» **Aufgaben**
1 - Schreiben Sie aus dem Text über die Gedenkstätte Leistikowstraße den Teil wörtlich ab, der mit den Worten "Das Projekt nimmt" beginnt, und hören Sie nach "Geheimdienst dabei sagen?" auf.
2 - Welche Aufgabe hatte das Untersuchungsgefängnis in der Potsdamer Leistikowstraße laut dem Text über die Gedenkstätte?

Stiftung Brandenburgische Gedenkstätten Gedenk‑ und Begegnungsstätte Leistikowstraße Potsdam

Projekte

Gemäß ihrem Auftrag führt die Gedenkstätte Leistikowstraße fortlaufend Projekte zur Erforschung der Biografien ehemaliger Häftlinge und zur Geschichte des Ortes durch. So konnten in den vergangenen Jahren bereits mehrere hundert neue Haftschicksale rekonstruiert und neue Aspekte der Gefängnisnutzung erarbeitet werden. Bei ihren Forschungen arbeitet die Gedenkstätte mit vielen Partnern und Wissenschaftlern in der ganzen Welt zusammen. Nachfolgend finden Sie eine Übersicht über aktuelle und abgeschlossene Forschungsprojekte.

 

Personennetzwerke, deren Mitglieder im Untersuchungsgefängnis Leistikowstraße inhaftiert waren (2019)

Das Untersuchungsgefängnis in der Potsdamer Leistikowstraße besaß als zentraler Haftort der sowjetischen Militärspionageabwehr eine herausragende Bedeutung für die politischen, militärischen und geheimdienstlichen Konfrontationen der beiden Machtblöcke im Kalten Krieg. Zahlreiche Personen aus antikommunistischen Personennetzwerken waren hier inhaftiert. In dem Forschungsprojekt werden die Einzelschicksale dieser Personen, die in die Konfrontationen des Kalten Krieges involviert waren, erforscht und kontextualisiert. Im Fokus steht dabei die Einbindung ehemaliger Häftlinge des Gefängnisses Leistikowstraße in widerständige und/oder geheimdienstliche Netzwerkstrukturen. Es werden Recherchen in zahlreichen in- und ausländischen Archiven durchgeführt. Dies ist notwendig, um die handlungsleitenden Motive der Personen sowie mögliche Ambivalenzen, Resonanzen und Bindungskräfte aus der Zeit vor 1945 zu untersuchen.

Das Projekt nimmt folgende forschungsleitende Fragestellungen in den Blick: Wie ist die aktuelle Forschung zum Thema Widerstandsgruppen/Netzwerke/Spionage und Spionageabwehr? Wer gehörte zum jeweiligen Netzwerk? Was wissen wir über den Lebensweg der Mitglieder und welche Kontinuitäten und Brüche lassen sich ausmachen? Dabei ist zu untersuchen, ob auch Unbeteiligte in die Fänge des sowjetischen Geheimdienstes gerieten. Was lässt sich über den Anteil des MfS an der Repression durch den sowjetischen Geheimdienst dabei sagen?

» **Materialsammlung**
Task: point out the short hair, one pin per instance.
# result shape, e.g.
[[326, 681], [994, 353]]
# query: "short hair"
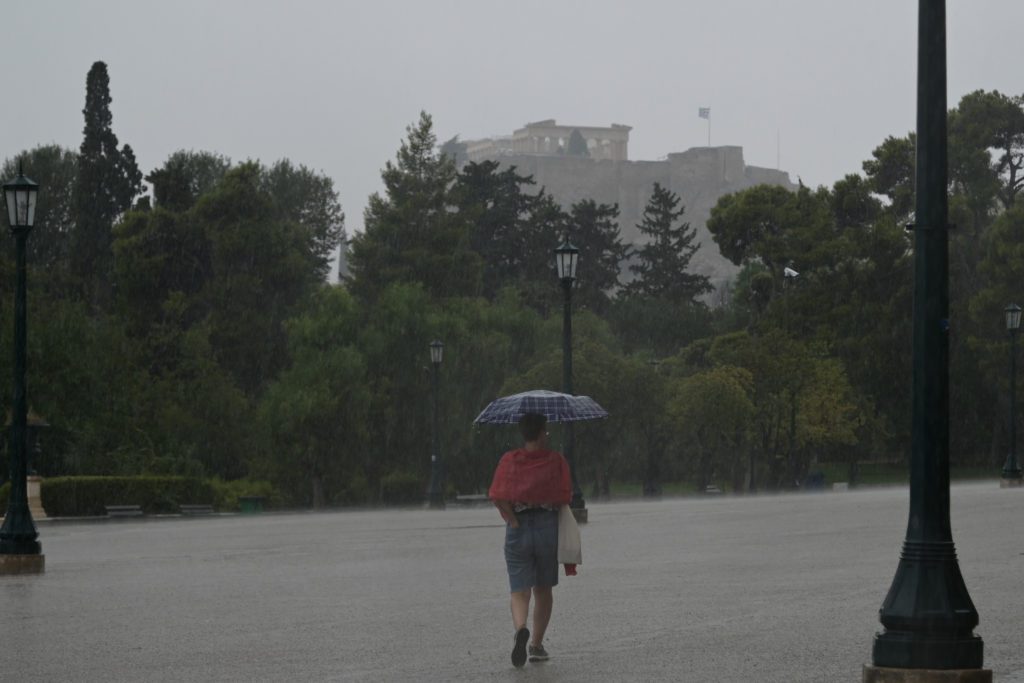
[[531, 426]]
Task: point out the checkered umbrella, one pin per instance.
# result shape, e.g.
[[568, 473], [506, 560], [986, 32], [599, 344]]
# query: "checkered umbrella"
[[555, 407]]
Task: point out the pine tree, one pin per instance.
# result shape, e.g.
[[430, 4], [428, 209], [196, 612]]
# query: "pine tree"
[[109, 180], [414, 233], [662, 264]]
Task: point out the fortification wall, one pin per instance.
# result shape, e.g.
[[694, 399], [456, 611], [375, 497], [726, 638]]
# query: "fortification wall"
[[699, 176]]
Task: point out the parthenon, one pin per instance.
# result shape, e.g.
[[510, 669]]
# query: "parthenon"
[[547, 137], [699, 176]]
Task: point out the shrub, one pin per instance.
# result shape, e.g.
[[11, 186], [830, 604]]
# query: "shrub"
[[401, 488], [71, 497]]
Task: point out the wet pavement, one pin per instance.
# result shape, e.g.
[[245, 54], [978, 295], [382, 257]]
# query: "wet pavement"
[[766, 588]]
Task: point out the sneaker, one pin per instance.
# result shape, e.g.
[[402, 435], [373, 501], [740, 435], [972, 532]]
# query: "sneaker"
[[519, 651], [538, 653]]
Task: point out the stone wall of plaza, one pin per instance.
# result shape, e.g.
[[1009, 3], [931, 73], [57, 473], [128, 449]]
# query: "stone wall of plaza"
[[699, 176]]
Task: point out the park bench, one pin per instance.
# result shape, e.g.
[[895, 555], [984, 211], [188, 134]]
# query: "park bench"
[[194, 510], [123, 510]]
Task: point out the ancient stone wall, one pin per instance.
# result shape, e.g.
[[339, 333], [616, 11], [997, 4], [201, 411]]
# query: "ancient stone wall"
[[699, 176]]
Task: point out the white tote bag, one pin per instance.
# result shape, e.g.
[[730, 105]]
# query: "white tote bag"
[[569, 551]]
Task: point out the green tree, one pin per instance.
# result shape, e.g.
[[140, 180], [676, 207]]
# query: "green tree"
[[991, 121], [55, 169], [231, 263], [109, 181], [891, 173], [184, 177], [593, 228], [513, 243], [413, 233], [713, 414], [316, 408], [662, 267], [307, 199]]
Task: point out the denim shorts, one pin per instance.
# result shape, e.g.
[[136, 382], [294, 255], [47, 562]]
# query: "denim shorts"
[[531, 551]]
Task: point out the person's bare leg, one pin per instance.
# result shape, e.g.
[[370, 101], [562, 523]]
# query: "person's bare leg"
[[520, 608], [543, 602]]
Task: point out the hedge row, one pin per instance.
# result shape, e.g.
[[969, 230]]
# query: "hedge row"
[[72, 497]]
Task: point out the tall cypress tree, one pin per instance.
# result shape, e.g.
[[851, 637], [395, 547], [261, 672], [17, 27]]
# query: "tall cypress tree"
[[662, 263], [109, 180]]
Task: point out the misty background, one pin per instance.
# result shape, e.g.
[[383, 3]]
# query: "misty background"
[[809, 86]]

» **Lösungen**
1 -
Das Projekt nimmt folgende forschungsleitende Fragestellungen in den Blick: Wie ist die aktuelle Forschung zum Thema Widerstandsgruppen/Netzwerke/Spionage und Spionageabwehr? Wer gehörte zum jeweiligen Netzwerk? Was wissen wir über den Lebensweg der Mitglieder und welche Kontinuitäten und Brüche lassen sich ausmachen? Dabei ist zu untersuchen, ob auch Unbeteiligte in die Fänge des sowjetischen Geheimdienstes gerieten. Was lässt sich über den Anteil des MfS an der Repression durch den sowjetischen Geheimdienst dabei sagen?

2 - Es war der zentrale Haftort der sowjetischen Militärspionageabwehr.